Please copy, word for word, the line that contains "Objective — one dot per instance of the blurred" and every line after it through the end of the records, and nothing more.
- - -
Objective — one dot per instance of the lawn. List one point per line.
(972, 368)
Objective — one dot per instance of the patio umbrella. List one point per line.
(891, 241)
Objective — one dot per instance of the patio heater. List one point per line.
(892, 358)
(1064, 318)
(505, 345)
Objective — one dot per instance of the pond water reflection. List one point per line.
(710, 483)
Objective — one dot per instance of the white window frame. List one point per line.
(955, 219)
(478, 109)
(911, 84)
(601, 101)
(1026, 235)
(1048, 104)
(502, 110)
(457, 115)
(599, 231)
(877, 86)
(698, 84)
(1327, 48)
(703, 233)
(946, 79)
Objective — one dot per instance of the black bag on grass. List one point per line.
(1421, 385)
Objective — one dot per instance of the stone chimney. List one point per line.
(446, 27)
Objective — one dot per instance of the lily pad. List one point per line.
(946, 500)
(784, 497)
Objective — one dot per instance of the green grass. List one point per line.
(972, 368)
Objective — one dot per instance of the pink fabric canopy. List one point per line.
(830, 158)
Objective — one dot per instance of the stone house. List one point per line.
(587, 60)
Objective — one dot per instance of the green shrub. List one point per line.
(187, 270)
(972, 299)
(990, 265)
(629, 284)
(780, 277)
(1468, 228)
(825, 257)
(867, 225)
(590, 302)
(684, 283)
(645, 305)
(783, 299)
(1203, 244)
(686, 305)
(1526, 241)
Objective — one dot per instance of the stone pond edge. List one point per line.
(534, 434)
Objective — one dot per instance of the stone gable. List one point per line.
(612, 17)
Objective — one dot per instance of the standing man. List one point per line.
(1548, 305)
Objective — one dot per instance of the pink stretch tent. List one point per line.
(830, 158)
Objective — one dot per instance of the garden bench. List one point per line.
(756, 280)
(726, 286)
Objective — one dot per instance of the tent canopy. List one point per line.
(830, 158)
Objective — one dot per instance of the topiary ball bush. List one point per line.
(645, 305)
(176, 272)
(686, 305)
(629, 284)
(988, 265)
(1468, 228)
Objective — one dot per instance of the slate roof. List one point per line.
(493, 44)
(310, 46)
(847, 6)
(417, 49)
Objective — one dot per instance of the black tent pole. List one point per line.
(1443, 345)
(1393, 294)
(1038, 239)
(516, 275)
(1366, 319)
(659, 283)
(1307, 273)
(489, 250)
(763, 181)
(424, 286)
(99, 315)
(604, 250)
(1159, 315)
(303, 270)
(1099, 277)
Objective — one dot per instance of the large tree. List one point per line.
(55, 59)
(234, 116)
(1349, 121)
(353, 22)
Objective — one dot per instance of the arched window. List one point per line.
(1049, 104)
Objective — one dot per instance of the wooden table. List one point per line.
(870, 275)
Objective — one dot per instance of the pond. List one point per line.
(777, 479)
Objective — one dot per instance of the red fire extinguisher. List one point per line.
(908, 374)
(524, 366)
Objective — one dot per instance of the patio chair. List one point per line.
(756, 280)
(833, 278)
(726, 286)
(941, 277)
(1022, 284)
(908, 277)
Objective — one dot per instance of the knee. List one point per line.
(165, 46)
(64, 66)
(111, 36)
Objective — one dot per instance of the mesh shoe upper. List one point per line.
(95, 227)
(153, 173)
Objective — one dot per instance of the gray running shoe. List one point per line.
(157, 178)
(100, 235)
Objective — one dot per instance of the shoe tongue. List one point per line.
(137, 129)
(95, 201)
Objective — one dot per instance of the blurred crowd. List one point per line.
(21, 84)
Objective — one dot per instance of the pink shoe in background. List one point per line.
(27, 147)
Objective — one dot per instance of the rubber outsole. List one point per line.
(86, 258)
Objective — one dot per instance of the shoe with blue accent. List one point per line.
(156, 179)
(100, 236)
- - -
## OUTPUT FOR THIS TASK:
Objective — one dot per instance of the blurred crowd. List one point per line.
(21, 84)
Objective — one dot per instance of the pink shoe in background. List one point per line.
(27, 147)
Objective — one dot per instance of the rubber outsole. List one point per line.
(86, 258)
Objective — one dot per instance of the shoe with blue accent. List one point per line.
(156, 179)
(100, 236)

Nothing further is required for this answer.